··· The input ···

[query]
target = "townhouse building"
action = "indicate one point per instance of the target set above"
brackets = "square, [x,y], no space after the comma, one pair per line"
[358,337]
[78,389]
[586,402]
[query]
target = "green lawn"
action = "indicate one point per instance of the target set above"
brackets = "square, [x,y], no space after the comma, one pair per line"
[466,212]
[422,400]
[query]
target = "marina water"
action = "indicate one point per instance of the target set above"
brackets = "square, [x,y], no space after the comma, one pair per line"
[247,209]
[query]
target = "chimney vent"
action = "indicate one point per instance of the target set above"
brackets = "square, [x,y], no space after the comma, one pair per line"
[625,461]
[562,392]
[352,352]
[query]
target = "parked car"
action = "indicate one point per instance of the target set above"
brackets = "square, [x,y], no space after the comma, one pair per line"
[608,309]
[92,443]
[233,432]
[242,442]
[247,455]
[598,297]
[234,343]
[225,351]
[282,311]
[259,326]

···

(What to work on) Reproduce all of the material above, requests included. Scale every coordinate in the answers by 0.55 and round each result to a whole number, with halves rounded up, while leaving the requests unchanged.

(Full solution)
[query]
target = "townhouse building"
action = "indicate one point per instance of the target set above"
brackets = "square, [x,y], no space after the comma, one pair per line"
[197,185]
[43,214]
[322,221]
[query]
target = "green lawn"
action = "indicate one point per instance of the target set above"
brackets = "square, [x,y], no space after the comma, one pair per line"
[256,117]
[232,220]
[query]
target = "marina water"
action = "indicate one point per instance of the target set above"
brackets = "square, [x,y], no space after the comma, one pair per line"
[136,115]
[query]
target = "chimney vent"
action = "indicate one point per instance of the target set above"
brackets = "square, [x,y], no space after the comma, one pair per line"
[344,254]
[309,216]
[194,194]
[query]
target = "parked car"
action = "indicate one point per instance of the target set above"
brackets = "square, [x,y], no space after the comma, one pair per line"
[334,170]
[51,244]
[128,238]
[133,243]
[136,250]
[329,163]
[129,189]
[124,193]
[155,171]
[142,179]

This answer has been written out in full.